-- START --

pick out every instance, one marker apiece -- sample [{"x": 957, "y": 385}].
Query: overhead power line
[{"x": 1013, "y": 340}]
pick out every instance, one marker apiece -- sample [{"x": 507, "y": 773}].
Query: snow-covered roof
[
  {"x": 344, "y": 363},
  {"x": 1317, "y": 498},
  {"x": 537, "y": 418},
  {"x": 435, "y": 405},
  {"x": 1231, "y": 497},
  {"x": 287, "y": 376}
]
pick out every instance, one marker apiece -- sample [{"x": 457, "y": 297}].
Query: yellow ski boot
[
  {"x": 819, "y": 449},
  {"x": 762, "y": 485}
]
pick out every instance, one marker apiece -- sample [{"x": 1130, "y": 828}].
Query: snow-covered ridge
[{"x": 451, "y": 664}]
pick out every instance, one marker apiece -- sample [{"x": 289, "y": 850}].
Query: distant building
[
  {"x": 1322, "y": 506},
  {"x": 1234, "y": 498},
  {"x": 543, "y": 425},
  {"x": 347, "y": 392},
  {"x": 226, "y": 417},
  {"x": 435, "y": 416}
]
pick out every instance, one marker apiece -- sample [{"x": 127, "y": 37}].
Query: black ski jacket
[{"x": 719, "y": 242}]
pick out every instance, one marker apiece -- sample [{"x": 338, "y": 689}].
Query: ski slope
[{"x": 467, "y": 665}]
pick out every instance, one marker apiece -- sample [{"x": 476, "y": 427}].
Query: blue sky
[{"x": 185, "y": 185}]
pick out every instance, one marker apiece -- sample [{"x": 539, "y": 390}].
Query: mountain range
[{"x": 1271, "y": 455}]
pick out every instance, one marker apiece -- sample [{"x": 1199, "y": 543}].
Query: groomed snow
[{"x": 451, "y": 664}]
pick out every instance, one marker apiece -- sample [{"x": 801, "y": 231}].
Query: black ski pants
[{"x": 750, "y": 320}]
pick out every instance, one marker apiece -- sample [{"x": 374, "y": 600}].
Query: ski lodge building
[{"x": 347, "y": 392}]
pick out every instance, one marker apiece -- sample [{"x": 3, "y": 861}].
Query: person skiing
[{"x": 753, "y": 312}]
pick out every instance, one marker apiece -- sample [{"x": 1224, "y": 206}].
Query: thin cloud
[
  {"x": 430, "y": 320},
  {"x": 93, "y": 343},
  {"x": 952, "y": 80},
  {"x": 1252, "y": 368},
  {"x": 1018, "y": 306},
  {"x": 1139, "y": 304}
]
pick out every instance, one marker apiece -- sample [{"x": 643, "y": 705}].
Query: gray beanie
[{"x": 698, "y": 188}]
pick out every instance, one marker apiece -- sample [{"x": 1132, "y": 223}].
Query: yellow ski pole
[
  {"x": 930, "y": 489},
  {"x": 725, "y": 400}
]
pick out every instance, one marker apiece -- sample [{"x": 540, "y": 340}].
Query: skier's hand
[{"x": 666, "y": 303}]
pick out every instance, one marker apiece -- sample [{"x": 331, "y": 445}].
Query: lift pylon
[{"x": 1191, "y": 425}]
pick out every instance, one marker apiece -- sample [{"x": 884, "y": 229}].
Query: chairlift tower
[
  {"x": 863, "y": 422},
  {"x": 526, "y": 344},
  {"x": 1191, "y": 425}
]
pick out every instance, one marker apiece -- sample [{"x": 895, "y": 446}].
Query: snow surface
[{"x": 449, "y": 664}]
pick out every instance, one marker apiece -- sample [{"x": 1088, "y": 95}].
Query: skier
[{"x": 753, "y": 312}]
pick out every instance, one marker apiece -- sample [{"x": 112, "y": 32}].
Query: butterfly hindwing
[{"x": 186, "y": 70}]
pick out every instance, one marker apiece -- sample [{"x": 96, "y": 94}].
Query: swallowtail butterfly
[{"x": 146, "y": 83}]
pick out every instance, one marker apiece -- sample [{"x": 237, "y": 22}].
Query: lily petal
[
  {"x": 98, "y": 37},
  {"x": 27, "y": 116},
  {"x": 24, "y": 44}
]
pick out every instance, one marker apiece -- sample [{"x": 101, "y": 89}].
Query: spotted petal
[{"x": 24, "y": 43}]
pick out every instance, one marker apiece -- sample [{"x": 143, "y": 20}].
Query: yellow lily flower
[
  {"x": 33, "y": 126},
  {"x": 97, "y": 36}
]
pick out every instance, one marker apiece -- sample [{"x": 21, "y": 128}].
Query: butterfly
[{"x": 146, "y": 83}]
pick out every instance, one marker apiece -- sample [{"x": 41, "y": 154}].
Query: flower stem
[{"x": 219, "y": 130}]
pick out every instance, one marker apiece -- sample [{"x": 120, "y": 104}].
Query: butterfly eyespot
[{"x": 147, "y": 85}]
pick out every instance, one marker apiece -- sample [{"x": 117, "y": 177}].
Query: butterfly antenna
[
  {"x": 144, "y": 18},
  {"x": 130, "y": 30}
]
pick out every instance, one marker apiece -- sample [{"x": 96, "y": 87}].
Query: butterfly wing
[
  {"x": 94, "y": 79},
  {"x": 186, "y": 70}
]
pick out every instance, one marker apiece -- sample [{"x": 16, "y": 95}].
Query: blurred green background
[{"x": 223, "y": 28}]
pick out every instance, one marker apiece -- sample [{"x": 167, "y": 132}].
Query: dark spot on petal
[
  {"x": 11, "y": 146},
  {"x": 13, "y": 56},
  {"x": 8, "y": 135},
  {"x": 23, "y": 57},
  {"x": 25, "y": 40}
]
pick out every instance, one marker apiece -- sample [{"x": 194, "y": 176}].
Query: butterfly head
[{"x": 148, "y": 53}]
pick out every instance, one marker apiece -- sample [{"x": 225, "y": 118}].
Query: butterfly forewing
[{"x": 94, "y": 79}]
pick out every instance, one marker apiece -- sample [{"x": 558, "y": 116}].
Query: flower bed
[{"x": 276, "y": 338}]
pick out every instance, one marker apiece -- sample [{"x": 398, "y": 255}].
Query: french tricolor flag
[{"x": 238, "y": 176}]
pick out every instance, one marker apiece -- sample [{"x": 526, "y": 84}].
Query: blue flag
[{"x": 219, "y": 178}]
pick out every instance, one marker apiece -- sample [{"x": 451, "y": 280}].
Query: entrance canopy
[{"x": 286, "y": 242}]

-- END --

Using the exact wording, write out all of the records.

pick out every instance, one marker apiece -- sample [{"x": 957, "y": 385}].
Query: overhead power line
[{"x": 1013, "y": 340}]
pick out every instance, one marker apiece -- sample [{"x": 507, "y": 773}].
Query: snow-covered roof
[
  {"x": 344, "y": 363},
  {"x": 1317, "y": 498},
  {"x": 537, "y": 418},
  {"x": 435, "y": 405},
  {"x": 1231, "y": 497},
  {"x": 287, "y": 376}
]
pick out every instance, one marker apiece -- sample [{"x": 457, "y": 297}].
Query: yellow ski boot
[
  {"x": 819, "y": 449},
  {"x": 762, "y": 485}
]
pick out every instance, one marker apiece -- sample [{"x": 1130, "y": 828}].
Query: snow-covered ridge
[{"x": 451, "y": 664}]
pick out every instance, one marker apiece -- sample [{"x": 289, "y": 850}].
Query: distant building
[
  {"x": 1322, "y": 506},
  {"x": 1234, "y": 498},
  {"x": 543, "y": 425},
  {"x": 347, "y": 392},
  {"x": 226, "y": 417},
  {"x": 435, "y": 416}
]
pick out every instance, one marker apiece -- sample [{"x": 127, "y": 37}].
Query: black ski jacket
[{"x": 719, "y": 242}]
pick out every instance, one marker apiece -- sample [{"x": 338, "y": 689}].
Query: ski slope
[{"x": 467, "y": 665}]
pick out every instance, one marker apiece -- sample [{"x": 476, "y": 427}].
Query: blue sky
[{"x": 185, "y": 185}]
pick out every instance, one marker apiece -- sample [{"x": 539, "y": 390}].
Query: mountain range
[{"x": 1271, "y": 455}]
pick out every instance, one marker apiece -- sample [{"x": 1199, "y": 543}].
Query: groomed snow
[{"x": 451, "y": 664}]
pick out every instance, one marker apiece -- sample [{"x": 801, "y": 231}].
Query: black ski pants
[{"x": 750, "y": 320}]
pick out every instance, one marker apiece -- sample [{"x": 374, "y": 600}].
Query: ski lodge building
[{"x": 347, "y": 392}]
pick out every instance, one marker apiece -- sample [{"x": 3, "y": 861}].
Query: person skiing
[{"x": 753, "y": 312}]
pick out every instance, one marker apiece -- sample [{"x": 1224, "y": 206}].
Query: thin cloud
[
  {"x": 430, "y": 320},
  {"x": 93, "y": 343},
  {"x": 952, "y": 80},
  {"x": 1252, "y": 368},
  {"x": 1018, "y": 306},
  {"x": 1139, "y": 304}
]
pick out every instance, one marker apiece -- sample [{"x": 643, "y": 705}].
Query: gray beanie
[{"x": 698, "y": 188}]
pick out every instance, one marker apiece -- sample [{"x": 1132, "y": 223}].
Query: yellow ski pole
[
  {"x": 930, "y": 489},
  {"x": 725, "y": 400}
]
pick out every instance, one marker apiece -- sample [{"x": 540, "y": 340}].
Query: skier's hand
[{"x": 666, "y": 303}]
pick out every instance, one marker apiece -- sample [{"x": 331, "y": 445}].
Query: lift pylon
[{"x": 1191, "y": 425}]
pick out every instance, one marker apiece -- sample [{"x": 884, "y": 229}].
Query: chairlift tower
[
  {"x": 863, "y": 422},
  {"x": 526, "y": 344},
  {"x": 1191, "y": 425}
]
pick out every instance, one marker apiece -- sample [{"x": 895, "y": 446}].
Query: snow surface
[{"x": 449, "y": 664}]
pick out every instance, one marker apiece -- sample [{"x": 1088, "y": 95}].
Query: skier
[{"x": 753, "y": 312}]
pick out every instance, one marker apiece -- sample [{"x": 112, "y": 32}].
Query: butterfly hindwing
[{"x": 186, "y": 70}]
pick out every instance, one marker apiece -- sample [{"x": 96, "y": 94}].
Query: swallowtail butterfly
[{"x": 146, "y": 83}]
pick out every instance, one marker apiece -- sample [{"x": 237, "y": 22}].
Query: lily petal
[
  {"x": 98, "y": 37},
  {"x": 27, "y": 116},
  {"x": 24, "y": 44}
]
pick out every instance, one marker apiece -- sample [{"x": 101, "y": 89}].
Query: spotted petal
[{"x": 24, "y": 43}]
pick out every instance, one marker apiece -- sample [{"x": 143, "y": 20}].
Query: yellow lily flower
[
  {"x": 33, "y": 126},
  {"x": 97, "y": 36}
]
pick out every instance, one marker apiece -- sample [{"x": 21, "y": 128}].
Query: butterfly
[{"x": 146, "y": 83}]
pick out every instance, one marker apiece -- sample [{"x": 41, "y": 154}].
Query: flower stem
[{"x": 219, "y": 130}]
pick out every instance, one marker apiece -- sample [{"x": 120, "y": 104}].
Query: butterfly eyespot
[{"x": 147, "y": 85}]
pick out every instance, one marker apiece -- sample [{"x": 117, "y": 177}].
Query: butterfly antenna
[
  {"x": 144, "y": 18},
  {"x": 130, "y": 30}
]
pick out every instance, one marker apiece -- sample [{"x": 96, "y": 87}].
Query: butterfly wing
[
  {"x": 94, "y": 79},
  {"x": 186, "y": 70}
]
pick out every instance, one marker apiece -- sample [{"x": 16, "y": 95}].
Query: blurred green background
[{"x": 223, "y": 28}]
pick out every instance, one marker apiece -- sample [{"x": 167, "y": 132}].
Query: dark spot on petal
[
  {"x": 11, "y": 146},
  {"x": 13, "y": 56},
  {"x": 8, "y": 135},
  {"x": 23, "y": 57},
  {"x": 25, "y": 40}
]
pick out every instance, one marker apiece -- sample [{"x": 194, "y": 176}].
Query: butterfly head
[{"x": 148, "y": 53}]
pick out every instance, one marker apiece -- sample [{"x": 225, "y": 118}].
Query: butterfly forewing
[{"x": 94, "y": 79}]
pick out every instance, one marker apiece -- sample [{"x": 558, "y": 116}].
Query: flower bed
[{"x": 276, "y": 338}]
pick out every instance, one marker apiece -- sample [{"x": 398, "y": 255}].
Query: french tricolor flag
[{"x": 238, "y": 176}]
pick out every instance, one marker apiece -- sample [{"x": 526, "y": 84}].
Query: blue flag
[{"x": 219, "y": 178}]
pick out every instance, one marker apiece -- sample [{"x": 451, "y": 280}].
Query: entrance canopy
[{"x": 286, "y": 242}]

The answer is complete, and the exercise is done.